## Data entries
********
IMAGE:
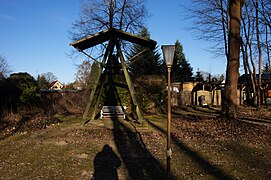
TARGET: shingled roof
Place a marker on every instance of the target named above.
(106, 35)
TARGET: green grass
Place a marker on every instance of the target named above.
(202, 149)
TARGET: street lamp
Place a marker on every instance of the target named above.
(168, 53)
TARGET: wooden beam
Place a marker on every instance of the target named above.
(129, 83)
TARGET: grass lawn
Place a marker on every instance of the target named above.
(203, 147)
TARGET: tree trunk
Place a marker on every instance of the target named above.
(260, 55)
(230, 94)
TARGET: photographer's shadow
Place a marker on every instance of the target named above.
(106, 164)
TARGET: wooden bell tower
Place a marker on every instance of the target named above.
(112, 63)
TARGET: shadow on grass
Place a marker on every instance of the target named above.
(251, 159)
(204, 164)
(106, 164)
(138, 160)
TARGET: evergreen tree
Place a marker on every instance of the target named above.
(266, 69)
(181, 69)
(149, 63)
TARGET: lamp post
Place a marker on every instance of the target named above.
(168, 53)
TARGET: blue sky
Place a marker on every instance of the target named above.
(35, 39)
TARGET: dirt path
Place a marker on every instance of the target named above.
(203, 148)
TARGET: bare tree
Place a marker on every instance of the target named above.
(210, 23)
(229, 102)
(99, 15)
(4, 66)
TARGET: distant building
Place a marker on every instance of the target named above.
(56, 85)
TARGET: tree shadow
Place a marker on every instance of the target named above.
(106, 164)
(204, 164)
(138, 160)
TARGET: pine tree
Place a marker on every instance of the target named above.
(266, 69)
(181, 69)
(149, 63)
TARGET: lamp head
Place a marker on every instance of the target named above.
(168, 53)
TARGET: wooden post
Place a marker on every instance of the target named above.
(129, 83)
(93, 91)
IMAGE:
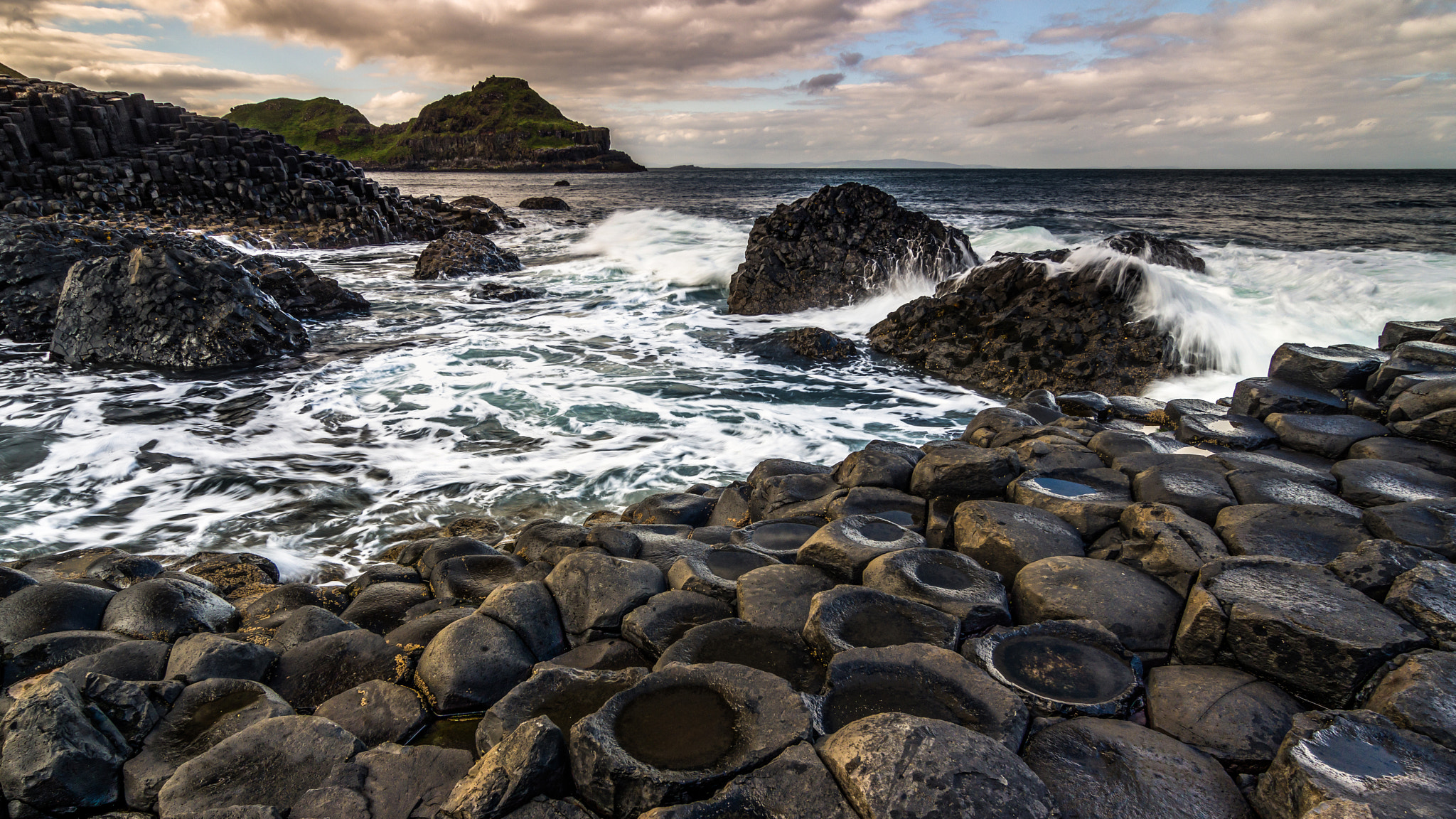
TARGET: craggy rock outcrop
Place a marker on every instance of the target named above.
(1022, 321)
(464, 254)
(111, 155)
(836, 247)
(172, 309)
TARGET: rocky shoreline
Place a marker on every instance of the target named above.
(1088, 604)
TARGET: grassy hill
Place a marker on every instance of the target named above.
(500, 124)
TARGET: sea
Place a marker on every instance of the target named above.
(625, 378)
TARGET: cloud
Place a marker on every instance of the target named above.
(820, 83)
(397, 107)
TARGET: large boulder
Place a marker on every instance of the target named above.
(893, 766)
(836, 247)
(1014, 326)
(464, 254)
(172, 309)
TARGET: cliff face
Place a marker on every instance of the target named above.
(500, 124)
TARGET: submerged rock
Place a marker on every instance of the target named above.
(461, 254)
(172, 309)
(837, 247)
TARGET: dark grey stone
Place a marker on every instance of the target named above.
(943, 580)
(271, 763)
(378, 712)
(775, 651)
(597, 591)
(203, 716)
(1366, 483)
(1231, 714)
(854, 617)
(204, 656)
(51, 606)
(1420, 695)
(1140, 609)
(794, 786)
(1293, 623)
(1117, 769)
(846, 545)
(680, 734)
(328, 666)
(921, 681)
(1005, 537)
(1310, 534)
(564, 694)
(665, 617)
(1360, 756)
(892, 766)
(471, 663)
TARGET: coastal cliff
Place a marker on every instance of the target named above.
********
## What is required
Apart from the pictures, return the records exactly.

## Result for this task
IMAGE:
TARGET: shingled roof
Place a marker on every instance of the target named above.
(106, 35)
TARGET: green grass
Place a marker on every instance of the target named above.
(202, 149)
TARGET: street lamp
Place a marker on every instance of the target named above.
(168, 53)
TARGET: wooden beam
Place a marker on every instance of the target named above.
(129, 83)
TARGET: grass lawn
Place a marker on every instance of the target named above.
(203, 147)
TARGET: tree trunk
Place a marker on every instance of the target named above.
(260, 55)
(230, 94)
TARGET: photographer's shadow
Place a marker on every instance of the target named above.
(106, 164)
TARGET: wooden bell tower
Place a marker on every instance of the target named above.
(112, 63)
TARGET: shadow on grass
Place a marker on every instance of the target named above.
(251, 159)
(204, 164)
(106, 164)
(138, 160)
TARGET: evergreen tree
Place a marker on every instance of the target named above.
(266, 69)
(181, 69)
(149, 63)
TARGET: lamp post
Place a marker on every instance of the target named above.
(168, 53)
TARGET: blue sky
Place a marker on every instance of the target named above.
(35, 39)
TARGET: dirt path
Place a marker on every instance of the target named above.
(203, 148)
TARGET: bare tree
Place a marker on every instance of the target named above.
(210, 23)
(229, 102)
(99, 15)
(4, 66)
TARGET: distant building
Place a marker on every instance of the target named above.
(56, 85)
TARGET: tree shadow
Place a marker on every instance of the target named above.
(106, 164)
(204, 164)
(138, 160)
TARGET: pine tree
Place a marker on every instance of the target named above.
(266, 69)
(181, 69)
(149, 63)
TARGET: lamp head
Place a marker on every instance of the target named above.
(168, 53)
TARGET: wooden post
Place a marker on every instance of the target named above.
(129, 83)
(93, 91)
IMAGE:
TARGET: craggy rock outcrop
Place a marker on every instance of the target named above.
(1022, 321)
(464, 254)
(111, 155)
(836, 247)
(172, 309)
TARGET: rocky shoreline
Place a marker on every instance of the target named above.
(1088, 604)
TARGET: grassy hill
Place a marker on every instance of the target named above.
(500, 124)
TARGET: sea
Place a marker on every instance of the target named above.
(625, 378)
TARGET: cloud
Place a marker on every instance of the target named above.
(820, 83)
(397, 107)
TARGET: large boulder
Place a marker on every instance of the target named above.
(893, 766)
(836, 247)
(1014, 326)
(464, 254)
(172, 309)
TARGET: cliff face
Place a marker on every instance of the target named above.
(500, 124)
TARGET: submerged rock
Place a marker on every instance of the target named above.
(461, 254)
(172, 309)
(837, 247)
TARGET: dark grey stone
Place a marker on every instance of the target named above.
(943, 580)
(271, 763)
(378, 712)
(775, 651)
(597, 591)
(203, 716)
(1366, 483)
(1231, 714)
(854, 617)
(204, 656)
(51, 606)
(1420, 695)
(1140, 609)
(794, 786)
(1293, 623)
(1117, 769)
(846, 545)
(680, 734)
(328, 666)
(921, 681)
(1005, 537)
(1310, 534)
(564, 694)
(665, 617)
(1360, 756)
(892, 766)
(471, 663)
TARGET: coastal cliff
Place a marker on every instance of the target named above.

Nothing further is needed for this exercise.